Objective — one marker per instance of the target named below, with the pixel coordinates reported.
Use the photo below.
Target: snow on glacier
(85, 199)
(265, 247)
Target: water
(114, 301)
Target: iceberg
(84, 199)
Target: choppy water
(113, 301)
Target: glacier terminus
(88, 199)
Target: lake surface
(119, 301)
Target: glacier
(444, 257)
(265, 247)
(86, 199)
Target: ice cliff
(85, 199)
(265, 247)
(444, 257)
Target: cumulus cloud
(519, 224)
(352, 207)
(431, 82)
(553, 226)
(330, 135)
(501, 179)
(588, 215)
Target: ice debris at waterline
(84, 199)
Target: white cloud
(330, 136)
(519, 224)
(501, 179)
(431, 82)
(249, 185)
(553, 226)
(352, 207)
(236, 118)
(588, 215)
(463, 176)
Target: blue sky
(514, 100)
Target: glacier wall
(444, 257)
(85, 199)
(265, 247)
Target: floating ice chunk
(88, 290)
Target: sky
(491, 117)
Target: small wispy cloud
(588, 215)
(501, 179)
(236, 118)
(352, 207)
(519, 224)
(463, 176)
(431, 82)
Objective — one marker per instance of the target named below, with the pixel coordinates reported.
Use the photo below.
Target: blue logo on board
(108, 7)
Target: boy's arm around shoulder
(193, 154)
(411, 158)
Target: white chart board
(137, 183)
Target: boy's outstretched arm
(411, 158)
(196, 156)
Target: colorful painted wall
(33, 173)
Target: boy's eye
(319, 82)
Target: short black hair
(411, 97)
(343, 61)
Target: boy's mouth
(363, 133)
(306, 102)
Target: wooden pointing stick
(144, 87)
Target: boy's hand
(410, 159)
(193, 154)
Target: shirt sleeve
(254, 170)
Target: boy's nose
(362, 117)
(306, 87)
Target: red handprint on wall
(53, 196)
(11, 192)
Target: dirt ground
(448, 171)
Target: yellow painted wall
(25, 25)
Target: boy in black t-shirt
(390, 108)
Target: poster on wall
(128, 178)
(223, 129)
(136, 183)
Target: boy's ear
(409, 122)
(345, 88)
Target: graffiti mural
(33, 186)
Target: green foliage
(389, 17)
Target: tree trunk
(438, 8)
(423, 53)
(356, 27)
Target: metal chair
....
- _Exercise directions_
All lines starting at the one holding "Target: blue logo on board" and ending at the last line above must be output exactly, and no other line may appear.

- _Response to this task_
Target: blue logo on board
(108, 7)
Target: boy's arm around shoulder
(193, 154)
(411, 158)
Target: white chart board
(137, 183)
Target: boy's outstretched arm
(411, 158)
(196, 156)
Target: colorful painted wall
(33, 173)
Target: boy's eye
(319, 82)
Target: short black hair
(411, 97)
(343, 61)
Target: boy's mouth
(363, 133)
(306, 102)
Target: wooden pointing stick
(144, 87)
Target: boy's hand
(410, 159)
(193, 154)
Target: shirt sleeve
(254, 170)
Target: boy's nose
(362, 117)
(306, 87)
Target: red handprint on wall
(53, 196)
(11, 192)
Target: dirt ground
(448, 171)
Target: yellow painted wall
(25, 25)
Target: boy in black t-shirt
(390, 108)
Target: poster on wall
(128, 178)
(223, 129)
(136, 183)
Target: boy's ear
(409, 122)
(345, 88)
Target: graffiti mural
(33, 186)
Target: green foliage
(389, 17)
Target: tree trunk
(438, 8)
(423, 53)
(356, 27)
Target: metal chair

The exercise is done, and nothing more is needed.